> _Исходные данные_:
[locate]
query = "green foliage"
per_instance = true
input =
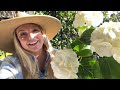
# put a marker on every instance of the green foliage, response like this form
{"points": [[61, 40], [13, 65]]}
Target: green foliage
{"points": [[92, 66]]}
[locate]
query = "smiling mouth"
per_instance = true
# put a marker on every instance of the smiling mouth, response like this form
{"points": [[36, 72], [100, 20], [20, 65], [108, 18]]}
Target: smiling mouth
{"points": [[33, 43]]}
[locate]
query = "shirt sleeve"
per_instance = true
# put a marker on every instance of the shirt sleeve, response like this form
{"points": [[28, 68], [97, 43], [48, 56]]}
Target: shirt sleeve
{"points": [[10, 69]]}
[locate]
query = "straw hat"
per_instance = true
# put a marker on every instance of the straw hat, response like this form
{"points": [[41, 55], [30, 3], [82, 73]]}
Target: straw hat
{"points": [[51, 24]]}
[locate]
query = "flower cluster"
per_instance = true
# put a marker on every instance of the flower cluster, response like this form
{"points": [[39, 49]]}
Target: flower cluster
{"points": [[65, 64], [88, 18], [105, 40]]}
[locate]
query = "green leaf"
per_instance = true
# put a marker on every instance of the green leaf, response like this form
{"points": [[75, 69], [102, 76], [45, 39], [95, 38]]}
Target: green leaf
{"points": [[89, 68], [85, 53], [114, 68]]}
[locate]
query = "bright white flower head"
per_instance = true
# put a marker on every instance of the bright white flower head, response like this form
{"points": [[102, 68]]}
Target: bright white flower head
{"points": [[109, 13], [105, 40], [88, 18], [65, 64]]}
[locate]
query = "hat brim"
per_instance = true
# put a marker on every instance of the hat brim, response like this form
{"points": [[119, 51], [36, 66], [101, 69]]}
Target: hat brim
{"points": [[51, 24]]}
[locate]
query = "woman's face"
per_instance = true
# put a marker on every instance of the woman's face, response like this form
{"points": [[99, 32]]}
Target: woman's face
{"points": [[30, 37]]}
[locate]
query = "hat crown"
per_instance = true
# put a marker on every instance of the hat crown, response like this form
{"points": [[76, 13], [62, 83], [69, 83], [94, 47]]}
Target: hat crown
{"points": [[21, 14]]}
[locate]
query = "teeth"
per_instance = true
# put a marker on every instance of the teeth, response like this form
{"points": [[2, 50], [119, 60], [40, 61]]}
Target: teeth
{"points": [[33, 42]]}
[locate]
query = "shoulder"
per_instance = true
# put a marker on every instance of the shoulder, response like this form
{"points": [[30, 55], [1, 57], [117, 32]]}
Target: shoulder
{"points": [[10, 68]]}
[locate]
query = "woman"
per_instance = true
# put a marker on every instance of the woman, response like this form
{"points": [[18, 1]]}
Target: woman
{"points": [[28, 39]]}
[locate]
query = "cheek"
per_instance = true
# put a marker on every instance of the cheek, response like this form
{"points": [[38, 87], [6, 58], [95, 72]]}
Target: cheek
{"points": [[40, 37]]}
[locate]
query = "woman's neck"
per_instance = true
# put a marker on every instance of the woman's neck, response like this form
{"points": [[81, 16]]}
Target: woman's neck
{"points": [[41, 59]]}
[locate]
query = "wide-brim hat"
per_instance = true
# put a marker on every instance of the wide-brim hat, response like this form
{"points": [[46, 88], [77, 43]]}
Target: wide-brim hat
{"points": [[51, 25]]}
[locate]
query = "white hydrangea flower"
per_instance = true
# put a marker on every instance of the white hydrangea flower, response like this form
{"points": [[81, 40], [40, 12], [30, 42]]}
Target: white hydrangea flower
{"points": [[105, 40], [109, 13], [88, 18], [65, 64]]}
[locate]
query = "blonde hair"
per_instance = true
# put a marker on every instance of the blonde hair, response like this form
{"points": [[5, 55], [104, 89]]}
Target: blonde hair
{"points": [[28, 61]]}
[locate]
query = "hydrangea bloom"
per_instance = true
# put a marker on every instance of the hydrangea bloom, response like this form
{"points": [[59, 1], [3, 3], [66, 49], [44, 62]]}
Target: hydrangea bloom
{"points": [[105, 40], [65, 64], [88, 18]]}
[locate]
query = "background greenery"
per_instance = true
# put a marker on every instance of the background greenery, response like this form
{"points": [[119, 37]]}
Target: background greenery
{"points": [[92, 66]]}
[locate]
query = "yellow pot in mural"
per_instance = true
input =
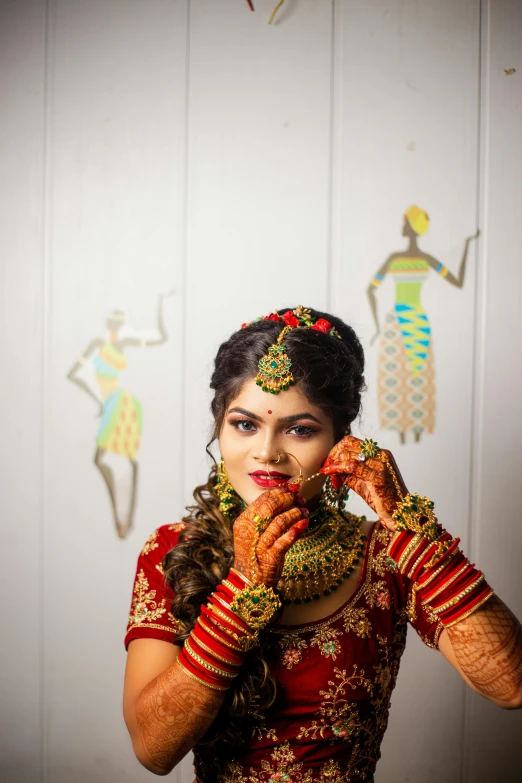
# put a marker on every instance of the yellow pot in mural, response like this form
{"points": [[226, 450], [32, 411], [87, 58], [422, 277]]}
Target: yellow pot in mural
{"points": [[119, 432], [406, 377]]}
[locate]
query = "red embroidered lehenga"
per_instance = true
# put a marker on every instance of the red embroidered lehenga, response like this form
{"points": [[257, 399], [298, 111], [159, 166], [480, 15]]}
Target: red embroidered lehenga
{"points": [[335, 676]]}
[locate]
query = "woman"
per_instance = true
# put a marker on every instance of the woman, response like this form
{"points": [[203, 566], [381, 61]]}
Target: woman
{"points": [[406, 366], [120, 427], [267, 628]]}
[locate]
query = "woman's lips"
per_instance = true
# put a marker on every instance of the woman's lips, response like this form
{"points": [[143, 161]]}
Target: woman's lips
{"points": [[260, 477]]}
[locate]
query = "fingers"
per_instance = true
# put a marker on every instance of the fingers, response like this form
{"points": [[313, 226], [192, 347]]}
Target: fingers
{"points": [[280, 525], [283, 544], [372, 470]]}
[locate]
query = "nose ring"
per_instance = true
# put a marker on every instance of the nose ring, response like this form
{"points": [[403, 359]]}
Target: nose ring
{"points": [[275, 463]]}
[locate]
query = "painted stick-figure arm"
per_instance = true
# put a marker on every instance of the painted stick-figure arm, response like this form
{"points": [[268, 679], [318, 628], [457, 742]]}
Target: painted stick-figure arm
{"points": [[375, 283], [72, 374], [445, 273], [136, 341]]}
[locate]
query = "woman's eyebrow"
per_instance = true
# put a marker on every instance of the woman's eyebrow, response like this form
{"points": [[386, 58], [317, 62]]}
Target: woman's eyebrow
{"points": [[246, 413], [293, 417], [297, 416]]}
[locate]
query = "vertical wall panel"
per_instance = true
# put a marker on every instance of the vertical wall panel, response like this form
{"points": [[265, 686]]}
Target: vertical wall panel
{"points": [[22, 90], [406, 110], [258, 186], [116, 239], [493, 736]]}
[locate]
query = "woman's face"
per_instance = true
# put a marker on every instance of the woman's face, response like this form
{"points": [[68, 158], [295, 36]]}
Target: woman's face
{"points": [[257, 426]]}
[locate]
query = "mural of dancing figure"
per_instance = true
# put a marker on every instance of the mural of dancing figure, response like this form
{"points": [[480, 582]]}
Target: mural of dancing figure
{"points": [[119, 433], [406, 378]]}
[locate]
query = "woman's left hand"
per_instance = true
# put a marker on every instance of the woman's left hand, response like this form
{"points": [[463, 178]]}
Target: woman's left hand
{"points": [[372, 478]]}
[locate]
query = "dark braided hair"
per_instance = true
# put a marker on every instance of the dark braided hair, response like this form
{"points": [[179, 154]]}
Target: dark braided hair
{"points": [[329, 371]]}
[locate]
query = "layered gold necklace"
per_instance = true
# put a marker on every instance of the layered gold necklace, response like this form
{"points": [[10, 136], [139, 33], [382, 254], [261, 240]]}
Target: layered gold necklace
{"points": [[321, 560]]}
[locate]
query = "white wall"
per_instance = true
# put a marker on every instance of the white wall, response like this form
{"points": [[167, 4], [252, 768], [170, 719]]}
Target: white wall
{"points": [[189, 146]]}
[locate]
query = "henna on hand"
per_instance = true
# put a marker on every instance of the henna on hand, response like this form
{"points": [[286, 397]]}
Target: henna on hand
{"points": [[284, 524], [488, 648], [372, 479], [173, 712]]}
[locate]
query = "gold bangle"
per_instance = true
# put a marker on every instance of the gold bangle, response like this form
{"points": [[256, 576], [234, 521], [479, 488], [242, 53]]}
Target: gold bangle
{"points": [[230, 586], [470, 611], [410, 548], [256, 606], [198, 679], [241, 576], [416, 563], [216, 655], [439, 570], [469, 589], [226, 618], [216, 636], [203, 662], [449, 582], [228, 606]]}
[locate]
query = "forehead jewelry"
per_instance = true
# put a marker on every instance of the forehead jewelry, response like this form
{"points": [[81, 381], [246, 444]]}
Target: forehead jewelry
{"points": [[275, 373]]}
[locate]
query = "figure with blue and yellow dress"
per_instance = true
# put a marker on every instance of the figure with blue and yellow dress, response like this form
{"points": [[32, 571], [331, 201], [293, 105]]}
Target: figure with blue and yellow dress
{"points": [[119, 432], [406, 378]]}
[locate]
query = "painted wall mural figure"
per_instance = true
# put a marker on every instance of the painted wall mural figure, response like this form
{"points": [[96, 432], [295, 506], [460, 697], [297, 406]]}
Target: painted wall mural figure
{"points": [[119, 432], [406, 377]]}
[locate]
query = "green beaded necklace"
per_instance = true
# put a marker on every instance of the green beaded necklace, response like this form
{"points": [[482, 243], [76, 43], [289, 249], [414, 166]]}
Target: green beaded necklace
{"points": [[322, 559]]}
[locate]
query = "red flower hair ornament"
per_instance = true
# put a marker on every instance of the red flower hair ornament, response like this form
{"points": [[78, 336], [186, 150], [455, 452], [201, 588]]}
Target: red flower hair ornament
{"points": [[274, 367]]}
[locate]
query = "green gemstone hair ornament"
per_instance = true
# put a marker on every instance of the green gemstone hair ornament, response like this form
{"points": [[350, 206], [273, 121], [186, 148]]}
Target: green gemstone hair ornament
{"points": [[369, 448], [274, 367], [275, 373]]}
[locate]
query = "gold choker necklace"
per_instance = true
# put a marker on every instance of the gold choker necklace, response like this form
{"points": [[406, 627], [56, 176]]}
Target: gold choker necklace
{"points": [[322, 559]]}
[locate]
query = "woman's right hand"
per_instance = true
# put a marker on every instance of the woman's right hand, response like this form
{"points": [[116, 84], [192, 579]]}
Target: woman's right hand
{"points": [[283, 524]]}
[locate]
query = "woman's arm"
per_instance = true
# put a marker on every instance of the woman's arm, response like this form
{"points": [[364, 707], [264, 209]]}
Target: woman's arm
{"points": [[166, 712], [486, 649], [72, 374], [375, 283], [444, 272], [161, 328]]}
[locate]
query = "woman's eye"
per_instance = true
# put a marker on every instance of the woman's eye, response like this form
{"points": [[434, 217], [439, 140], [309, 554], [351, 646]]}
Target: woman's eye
{"points": [[301, 431], [244, 425]]}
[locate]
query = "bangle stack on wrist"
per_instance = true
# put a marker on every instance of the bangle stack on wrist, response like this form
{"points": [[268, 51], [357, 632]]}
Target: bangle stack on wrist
{"points": [[443, 581], [216, 646]]}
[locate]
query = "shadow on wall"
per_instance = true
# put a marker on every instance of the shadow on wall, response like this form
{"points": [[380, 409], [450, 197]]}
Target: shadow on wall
{"points": [[119, 432], [406, 377]]}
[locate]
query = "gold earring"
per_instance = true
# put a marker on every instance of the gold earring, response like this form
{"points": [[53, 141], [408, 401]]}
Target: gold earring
{"points": [[275, 461], [296, 484], [228, 498]]}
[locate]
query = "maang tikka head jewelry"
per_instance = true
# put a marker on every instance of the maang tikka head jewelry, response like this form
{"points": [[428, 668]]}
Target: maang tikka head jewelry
{"points": [[275, 373]]}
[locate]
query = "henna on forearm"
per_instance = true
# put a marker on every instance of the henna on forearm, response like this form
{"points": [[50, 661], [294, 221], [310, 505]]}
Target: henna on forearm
{"points": [[173, 713], [488, 648]]}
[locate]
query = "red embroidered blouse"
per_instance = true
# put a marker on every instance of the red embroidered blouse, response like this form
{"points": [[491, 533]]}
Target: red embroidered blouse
{"points": [[334, 676]]}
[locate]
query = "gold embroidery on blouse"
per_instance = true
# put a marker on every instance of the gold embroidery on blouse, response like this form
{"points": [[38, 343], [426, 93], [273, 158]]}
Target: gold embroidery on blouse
{"points": [[338, 717], [330, 772], [285, 769], [151, 543], [145, 610], [326, 640], [377, 594], [346, 611], [292, 647]]}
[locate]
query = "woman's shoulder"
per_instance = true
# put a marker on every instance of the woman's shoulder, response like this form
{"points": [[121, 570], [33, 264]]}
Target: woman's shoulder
{"points": [[162, 540], [150, 615]]}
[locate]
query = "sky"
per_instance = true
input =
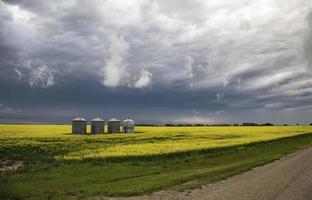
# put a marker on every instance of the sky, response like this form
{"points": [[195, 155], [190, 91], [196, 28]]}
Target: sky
{"points": [[156, 61]]}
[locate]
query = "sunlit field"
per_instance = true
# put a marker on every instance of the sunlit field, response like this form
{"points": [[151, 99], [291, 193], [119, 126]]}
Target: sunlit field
{"points": [[153, 158], [147, 140]]}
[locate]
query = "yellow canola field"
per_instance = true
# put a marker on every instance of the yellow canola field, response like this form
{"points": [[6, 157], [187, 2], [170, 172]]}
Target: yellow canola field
{"points": [[147, 140]]}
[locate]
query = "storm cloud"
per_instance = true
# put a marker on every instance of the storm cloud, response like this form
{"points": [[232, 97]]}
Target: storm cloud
{"points": [[157, 61]]}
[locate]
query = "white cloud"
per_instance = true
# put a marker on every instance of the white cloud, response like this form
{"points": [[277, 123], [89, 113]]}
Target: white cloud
{"points": [[115, 69], [144, 80], [36, 73], [220, 96]]}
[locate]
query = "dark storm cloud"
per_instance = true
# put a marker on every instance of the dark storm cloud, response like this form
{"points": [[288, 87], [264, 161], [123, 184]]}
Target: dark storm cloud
{"points": [[206, 61]]}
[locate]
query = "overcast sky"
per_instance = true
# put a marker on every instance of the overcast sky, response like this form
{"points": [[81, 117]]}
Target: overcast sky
{"points": [[158, 61]]}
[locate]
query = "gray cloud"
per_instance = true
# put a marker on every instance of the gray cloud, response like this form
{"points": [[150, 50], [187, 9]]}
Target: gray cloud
{"points": [[222, 55]]}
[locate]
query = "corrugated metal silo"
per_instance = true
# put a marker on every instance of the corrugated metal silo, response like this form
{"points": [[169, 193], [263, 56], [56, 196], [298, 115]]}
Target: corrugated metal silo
{"points": [[79, 126], [97, 126], [128, 126], [114, 125]]}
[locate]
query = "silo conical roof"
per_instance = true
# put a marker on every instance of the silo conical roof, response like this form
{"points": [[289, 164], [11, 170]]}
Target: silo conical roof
{"points": [[97, 119], [79, 119], [114, 120]]}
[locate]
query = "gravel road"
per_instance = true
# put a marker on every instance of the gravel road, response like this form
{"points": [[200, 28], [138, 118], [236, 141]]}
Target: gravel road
{"points": [[289, 178]]}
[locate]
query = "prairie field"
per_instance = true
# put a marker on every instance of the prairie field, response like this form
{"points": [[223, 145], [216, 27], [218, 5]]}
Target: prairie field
{"points": [[154, 158]]}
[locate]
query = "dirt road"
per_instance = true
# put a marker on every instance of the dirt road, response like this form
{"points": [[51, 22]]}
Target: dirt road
{"points": [[287, 179]]}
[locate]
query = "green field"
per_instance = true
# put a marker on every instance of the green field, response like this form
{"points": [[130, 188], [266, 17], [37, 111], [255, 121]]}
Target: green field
{"points": [[155, 158]]}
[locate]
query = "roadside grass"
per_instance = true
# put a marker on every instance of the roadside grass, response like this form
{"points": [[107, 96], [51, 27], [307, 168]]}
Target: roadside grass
{"points": [[49, 173]]}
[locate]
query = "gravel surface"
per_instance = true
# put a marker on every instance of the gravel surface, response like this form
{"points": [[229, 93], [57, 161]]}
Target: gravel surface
{"points": [[289, 178]]}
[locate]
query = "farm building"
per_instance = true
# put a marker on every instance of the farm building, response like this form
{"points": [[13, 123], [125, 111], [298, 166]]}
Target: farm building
{"points": [[79, 126], [114, 125], [128, 126], [97, 126]]}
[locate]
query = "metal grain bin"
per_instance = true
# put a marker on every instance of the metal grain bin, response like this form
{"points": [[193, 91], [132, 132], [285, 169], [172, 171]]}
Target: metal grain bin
{"points": [[97, 126], [79, 126], [128, 126], [114, 125]]}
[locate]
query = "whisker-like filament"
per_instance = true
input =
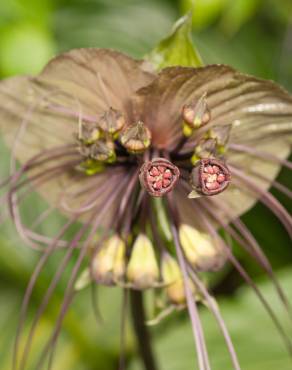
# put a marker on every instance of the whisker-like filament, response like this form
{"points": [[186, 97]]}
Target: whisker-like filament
{"points": [[250, 244], [69, 292], [203, 360], [246, 277], [216, 312]]}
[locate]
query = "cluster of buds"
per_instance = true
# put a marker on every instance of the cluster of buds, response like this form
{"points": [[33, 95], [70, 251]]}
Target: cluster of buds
{"points": [[195, 115], [158, 176], [108, 263], [111, 265], [96, 140], [209, 177], [201, 251], [136, 138]]}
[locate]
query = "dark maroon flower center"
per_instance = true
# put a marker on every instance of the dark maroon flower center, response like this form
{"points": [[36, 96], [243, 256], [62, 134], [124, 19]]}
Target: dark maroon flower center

> _Что нужно сделать_: Найдите в списке выше все строки, в которых встречается слово «forehead», и выпишите каждую из них полностью.

> _Ответ ниже_:
query = "forehead jewelry"
# put a marker on every instance of the forehead jewelry, response like this form
Target: forehead jewelry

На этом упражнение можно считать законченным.